Task to carry out
Your answer should consist of all lines in the listing that hold the word "every".

Given data
◆ ◆ ◆ ◆ ◆
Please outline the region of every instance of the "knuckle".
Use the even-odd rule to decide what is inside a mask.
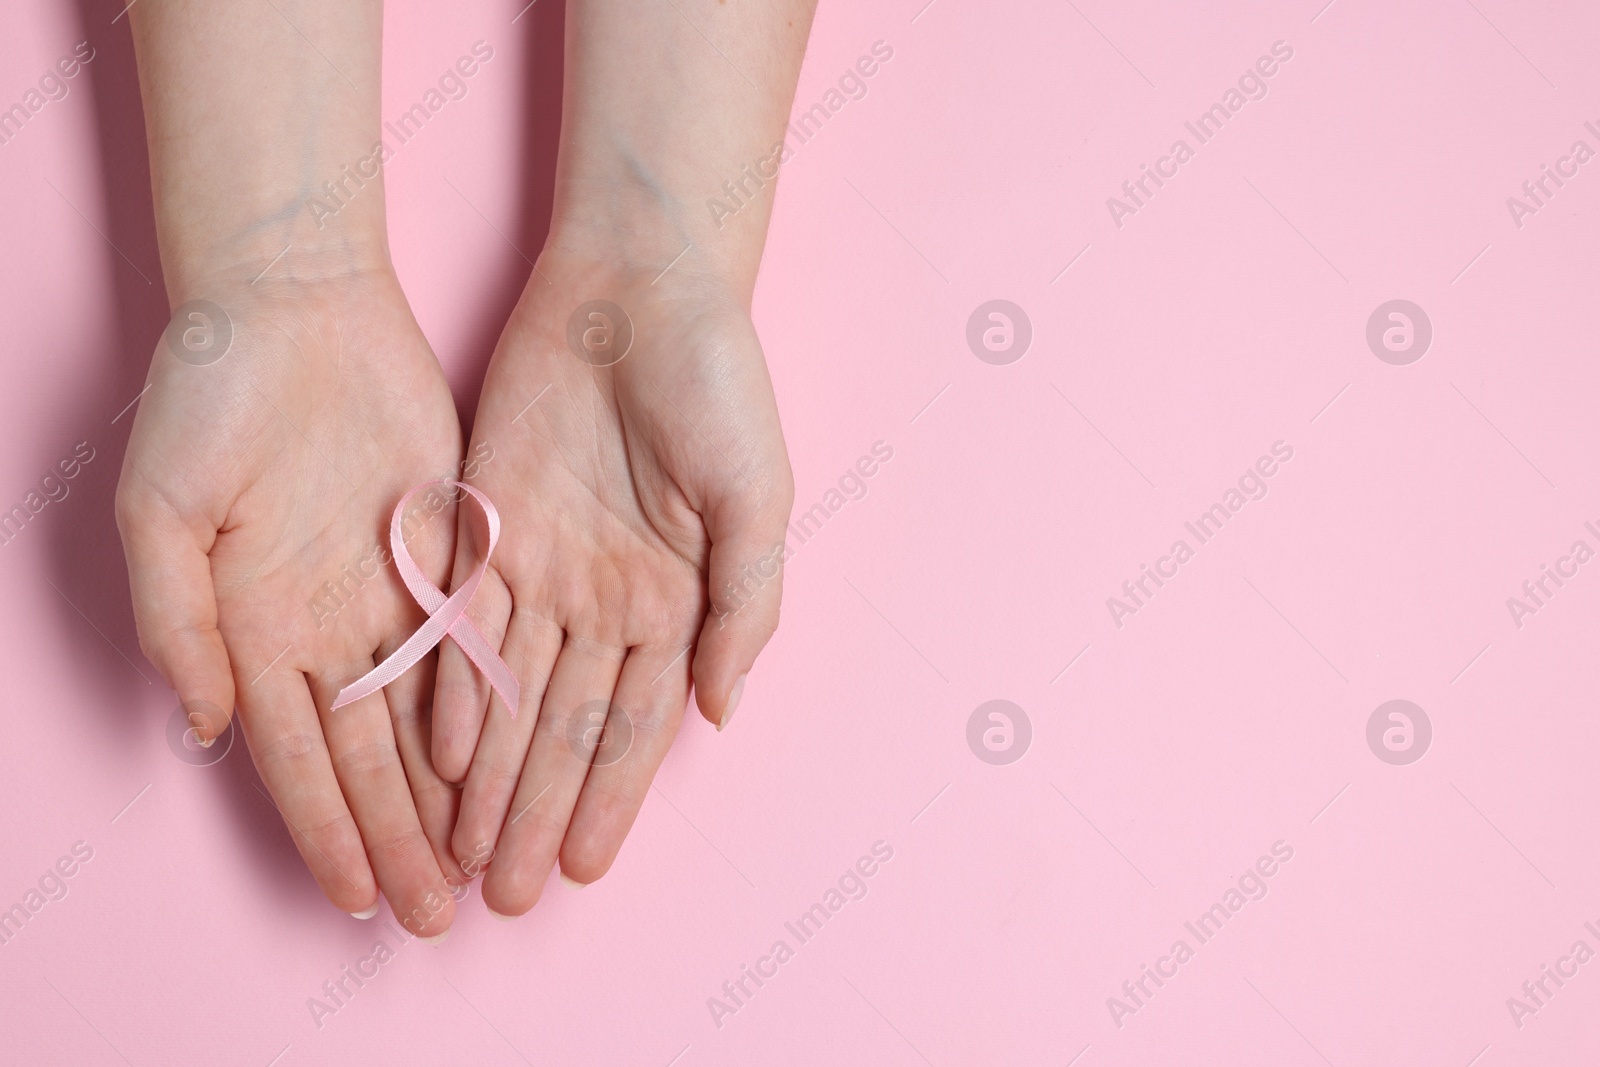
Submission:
◆ ◆ ◆ ◆ ◆
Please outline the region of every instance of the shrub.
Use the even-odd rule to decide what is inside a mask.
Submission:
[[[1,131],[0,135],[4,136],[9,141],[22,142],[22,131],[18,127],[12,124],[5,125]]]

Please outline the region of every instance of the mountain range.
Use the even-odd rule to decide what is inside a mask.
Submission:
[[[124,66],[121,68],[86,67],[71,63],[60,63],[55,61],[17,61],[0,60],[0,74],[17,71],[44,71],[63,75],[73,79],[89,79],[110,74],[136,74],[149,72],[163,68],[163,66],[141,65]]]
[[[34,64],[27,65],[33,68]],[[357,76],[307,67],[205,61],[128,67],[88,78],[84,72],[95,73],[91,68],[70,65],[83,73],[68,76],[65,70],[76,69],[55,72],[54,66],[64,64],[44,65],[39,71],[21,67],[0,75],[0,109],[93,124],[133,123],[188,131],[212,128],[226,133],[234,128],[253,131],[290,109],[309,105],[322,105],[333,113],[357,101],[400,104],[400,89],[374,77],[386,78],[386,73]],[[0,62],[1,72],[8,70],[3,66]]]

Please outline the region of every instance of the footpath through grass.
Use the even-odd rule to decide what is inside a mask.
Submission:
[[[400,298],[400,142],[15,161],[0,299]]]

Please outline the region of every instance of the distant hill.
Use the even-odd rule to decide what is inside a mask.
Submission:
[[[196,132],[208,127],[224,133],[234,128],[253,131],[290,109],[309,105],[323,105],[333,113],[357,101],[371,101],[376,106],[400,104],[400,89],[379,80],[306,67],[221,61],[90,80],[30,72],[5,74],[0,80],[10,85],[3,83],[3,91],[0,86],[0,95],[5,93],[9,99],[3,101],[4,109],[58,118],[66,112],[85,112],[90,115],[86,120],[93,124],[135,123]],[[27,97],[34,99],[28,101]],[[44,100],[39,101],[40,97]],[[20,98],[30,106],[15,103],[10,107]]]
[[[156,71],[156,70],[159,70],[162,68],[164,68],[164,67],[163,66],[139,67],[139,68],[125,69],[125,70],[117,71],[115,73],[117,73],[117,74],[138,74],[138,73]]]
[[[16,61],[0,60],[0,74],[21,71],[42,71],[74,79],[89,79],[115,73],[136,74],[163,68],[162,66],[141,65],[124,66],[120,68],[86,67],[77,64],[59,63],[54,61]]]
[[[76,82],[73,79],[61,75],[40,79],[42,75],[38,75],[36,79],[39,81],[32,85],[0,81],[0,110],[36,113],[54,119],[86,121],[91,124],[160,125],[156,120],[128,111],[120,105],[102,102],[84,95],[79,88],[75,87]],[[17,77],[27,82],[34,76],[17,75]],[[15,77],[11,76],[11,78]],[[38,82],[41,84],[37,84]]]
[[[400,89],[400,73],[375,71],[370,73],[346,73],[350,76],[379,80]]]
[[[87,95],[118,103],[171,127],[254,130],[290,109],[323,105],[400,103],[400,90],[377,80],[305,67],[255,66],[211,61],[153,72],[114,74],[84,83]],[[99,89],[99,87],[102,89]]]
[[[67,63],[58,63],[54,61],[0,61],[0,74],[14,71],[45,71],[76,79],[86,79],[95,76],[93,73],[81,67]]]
◆ ◆ ◆ ◆ ◆
Solution to this task
Please outline the region of every instance of the "knuckle".
Please outline the region of every instance of the shrub.
Please outline the region of every instance of the mountain range.
Please outline the region of every instance of the footpath through grass.
Please outline the region of every instance of the distant hill.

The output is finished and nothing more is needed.